[Some data]
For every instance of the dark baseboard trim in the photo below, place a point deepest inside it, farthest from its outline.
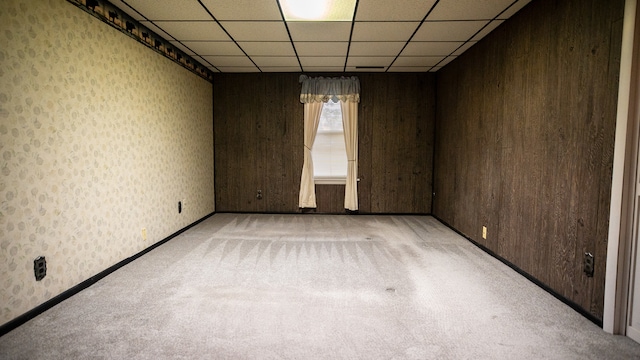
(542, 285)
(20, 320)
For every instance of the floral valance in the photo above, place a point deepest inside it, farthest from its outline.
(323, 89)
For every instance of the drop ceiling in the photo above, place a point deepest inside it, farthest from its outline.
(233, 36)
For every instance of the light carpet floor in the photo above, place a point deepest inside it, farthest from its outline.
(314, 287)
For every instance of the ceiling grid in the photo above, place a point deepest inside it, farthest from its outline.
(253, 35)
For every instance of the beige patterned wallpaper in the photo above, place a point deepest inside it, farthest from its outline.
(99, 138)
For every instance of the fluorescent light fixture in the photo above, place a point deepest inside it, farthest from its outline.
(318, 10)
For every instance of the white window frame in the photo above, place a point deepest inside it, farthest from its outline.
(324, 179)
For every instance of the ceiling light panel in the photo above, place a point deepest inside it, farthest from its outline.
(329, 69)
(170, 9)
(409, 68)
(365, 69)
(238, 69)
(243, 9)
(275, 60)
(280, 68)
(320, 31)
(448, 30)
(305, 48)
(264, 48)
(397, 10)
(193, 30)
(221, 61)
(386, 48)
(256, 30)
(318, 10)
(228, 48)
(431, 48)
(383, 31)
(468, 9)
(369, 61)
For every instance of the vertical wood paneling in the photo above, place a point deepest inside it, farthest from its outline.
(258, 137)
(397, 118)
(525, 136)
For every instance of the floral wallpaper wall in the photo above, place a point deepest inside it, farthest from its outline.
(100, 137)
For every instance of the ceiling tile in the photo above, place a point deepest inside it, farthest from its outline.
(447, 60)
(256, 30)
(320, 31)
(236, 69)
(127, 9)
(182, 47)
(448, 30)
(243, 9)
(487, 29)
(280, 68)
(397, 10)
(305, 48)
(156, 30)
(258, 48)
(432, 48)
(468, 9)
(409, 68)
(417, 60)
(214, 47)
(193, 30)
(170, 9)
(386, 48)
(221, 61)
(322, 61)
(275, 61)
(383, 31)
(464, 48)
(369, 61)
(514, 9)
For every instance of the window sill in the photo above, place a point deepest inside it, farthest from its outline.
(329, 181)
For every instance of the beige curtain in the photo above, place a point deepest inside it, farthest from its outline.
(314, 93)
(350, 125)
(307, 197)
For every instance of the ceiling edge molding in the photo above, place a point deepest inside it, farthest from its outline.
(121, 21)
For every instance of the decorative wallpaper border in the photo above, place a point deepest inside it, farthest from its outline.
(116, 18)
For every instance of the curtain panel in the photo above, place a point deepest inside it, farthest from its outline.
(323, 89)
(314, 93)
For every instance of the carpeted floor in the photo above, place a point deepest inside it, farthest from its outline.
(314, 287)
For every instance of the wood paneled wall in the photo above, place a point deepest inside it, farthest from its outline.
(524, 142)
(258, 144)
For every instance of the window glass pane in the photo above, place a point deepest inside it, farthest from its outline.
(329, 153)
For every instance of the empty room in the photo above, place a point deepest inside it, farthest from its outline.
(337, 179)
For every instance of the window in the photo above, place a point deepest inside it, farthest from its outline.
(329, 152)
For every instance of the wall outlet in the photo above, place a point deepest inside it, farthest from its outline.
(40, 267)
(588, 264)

...

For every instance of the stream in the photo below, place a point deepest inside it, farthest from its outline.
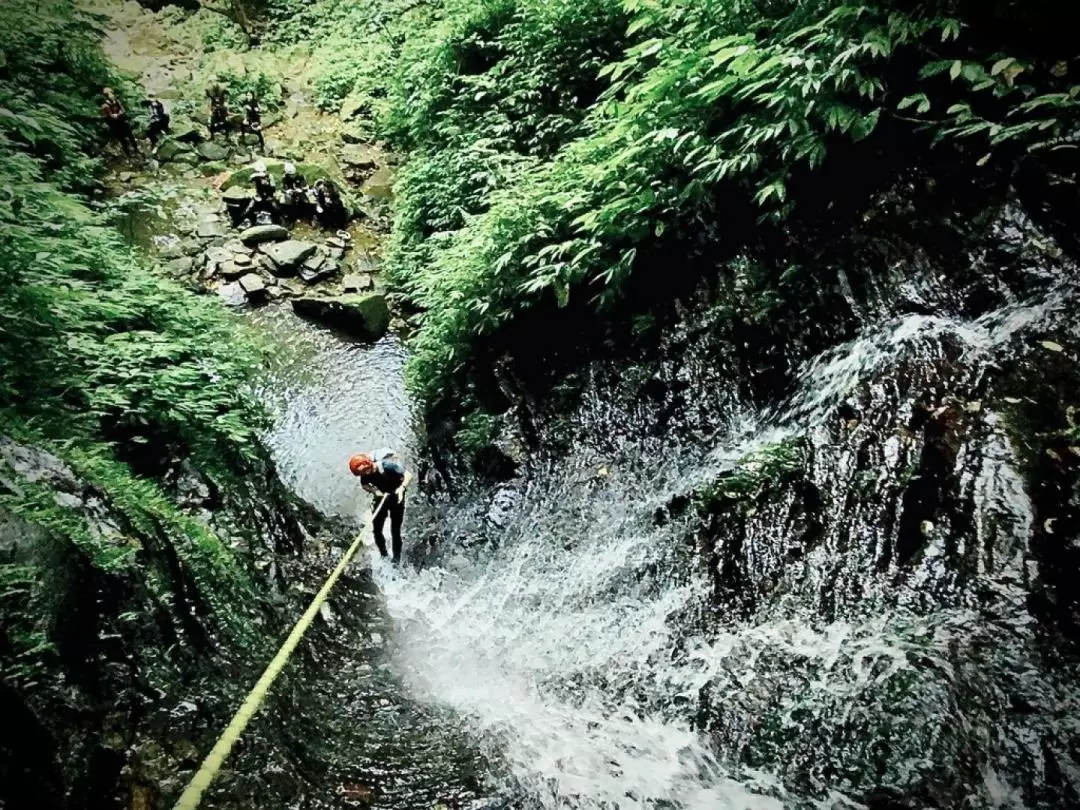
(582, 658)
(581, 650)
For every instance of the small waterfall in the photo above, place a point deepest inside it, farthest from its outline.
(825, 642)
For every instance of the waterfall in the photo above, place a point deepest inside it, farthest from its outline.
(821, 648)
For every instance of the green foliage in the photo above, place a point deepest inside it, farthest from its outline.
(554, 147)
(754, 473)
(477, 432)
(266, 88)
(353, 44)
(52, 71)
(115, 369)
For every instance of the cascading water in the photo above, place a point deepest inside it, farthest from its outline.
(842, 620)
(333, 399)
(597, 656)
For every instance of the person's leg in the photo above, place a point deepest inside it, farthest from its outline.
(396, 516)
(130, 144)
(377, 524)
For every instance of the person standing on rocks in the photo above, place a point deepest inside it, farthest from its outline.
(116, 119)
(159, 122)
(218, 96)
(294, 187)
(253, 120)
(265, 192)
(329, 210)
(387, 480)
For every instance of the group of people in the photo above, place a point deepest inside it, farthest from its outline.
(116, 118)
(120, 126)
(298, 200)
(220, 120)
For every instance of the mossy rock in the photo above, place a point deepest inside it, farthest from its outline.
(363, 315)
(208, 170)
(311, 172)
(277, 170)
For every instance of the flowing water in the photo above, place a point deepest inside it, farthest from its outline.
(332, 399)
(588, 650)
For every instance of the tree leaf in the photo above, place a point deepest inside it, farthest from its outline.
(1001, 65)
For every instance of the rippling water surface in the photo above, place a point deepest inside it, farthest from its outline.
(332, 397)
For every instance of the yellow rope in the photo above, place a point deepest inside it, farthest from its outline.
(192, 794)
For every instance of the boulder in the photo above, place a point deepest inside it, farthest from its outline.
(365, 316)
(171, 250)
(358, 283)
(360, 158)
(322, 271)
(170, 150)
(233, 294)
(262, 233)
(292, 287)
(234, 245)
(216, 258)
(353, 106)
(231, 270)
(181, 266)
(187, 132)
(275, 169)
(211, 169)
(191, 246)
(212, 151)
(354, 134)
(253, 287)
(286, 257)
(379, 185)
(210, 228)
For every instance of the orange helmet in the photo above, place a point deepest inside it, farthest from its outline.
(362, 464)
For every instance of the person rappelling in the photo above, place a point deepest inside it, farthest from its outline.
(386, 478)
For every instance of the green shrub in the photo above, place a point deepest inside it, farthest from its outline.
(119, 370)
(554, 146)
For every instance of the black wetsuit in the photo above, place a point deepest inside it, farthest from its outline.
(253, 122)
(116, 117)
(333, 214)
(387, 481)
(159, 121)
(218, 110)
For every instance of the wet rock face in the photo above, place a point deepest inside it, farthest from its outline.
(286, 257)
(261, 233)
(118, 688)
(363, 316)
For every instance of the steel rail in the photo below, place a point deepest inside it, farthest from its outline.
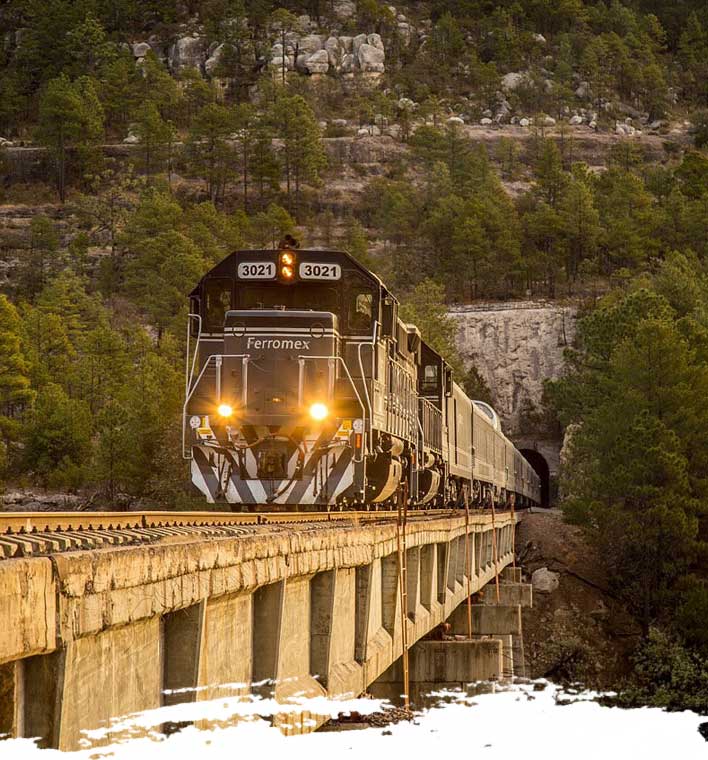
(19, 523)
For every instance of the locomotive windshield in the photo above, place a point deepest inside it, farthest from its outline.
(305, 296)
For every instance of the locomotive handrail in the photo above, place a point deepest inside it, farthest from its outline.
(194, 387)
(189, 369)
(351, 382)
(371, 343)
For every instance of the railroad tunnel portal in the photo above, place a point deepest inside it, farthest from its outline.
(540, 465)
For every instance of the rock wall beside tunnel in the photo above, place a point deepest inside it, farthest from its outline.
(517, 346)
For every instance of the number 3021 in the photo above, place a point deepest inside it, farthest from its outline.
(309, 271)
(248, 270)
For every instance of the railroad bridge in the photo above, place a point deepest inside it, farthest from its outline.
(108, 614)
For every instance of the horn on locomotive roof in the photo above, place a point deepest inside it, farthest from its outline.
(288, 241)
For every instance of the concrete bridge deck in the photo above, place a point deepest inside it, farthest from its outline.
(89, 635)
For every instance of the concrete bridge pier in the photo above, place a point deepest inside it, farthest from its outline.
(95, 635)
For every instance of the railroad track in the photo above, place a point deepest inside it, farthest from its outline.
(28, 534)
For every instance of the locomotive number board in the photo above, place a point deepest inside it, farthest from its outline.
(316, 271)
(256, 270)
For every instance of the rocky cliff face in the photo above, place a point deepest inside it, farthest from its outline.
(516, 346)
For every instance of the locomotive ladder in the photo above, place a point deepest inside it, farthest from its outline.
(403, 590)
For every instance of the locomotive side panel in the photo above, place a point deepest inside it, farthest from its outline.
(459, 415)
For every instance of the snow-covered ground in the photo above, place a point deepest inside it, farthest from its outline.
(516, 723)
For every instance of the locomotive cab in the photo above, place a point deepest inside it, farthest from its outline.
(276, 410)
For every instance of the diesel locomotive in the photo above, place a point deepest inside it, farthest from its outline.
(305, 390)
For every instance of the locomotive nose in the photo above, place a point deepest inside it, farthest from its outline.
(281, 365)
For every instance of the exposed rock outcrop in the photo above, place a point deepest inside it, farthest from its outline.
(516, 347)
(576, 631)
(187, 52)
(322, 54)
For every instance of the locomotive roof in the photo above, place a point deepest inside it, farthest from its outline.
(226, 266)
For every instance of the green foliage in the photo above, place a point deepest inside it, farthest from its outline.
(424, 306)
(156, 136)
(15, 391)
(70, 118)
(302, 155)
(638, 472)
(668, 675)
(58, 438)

_Goal_
List every line in the data above that contains the word "waterfall", copying each line in full. Case counts.

_Result for this exercise_
For every instance of the small waterfall in the photo above, place a point deepest inside it, farthest from its outline.
For every instance of the waterfall in the photo above, place a point deepest inside it, farthest from its outline.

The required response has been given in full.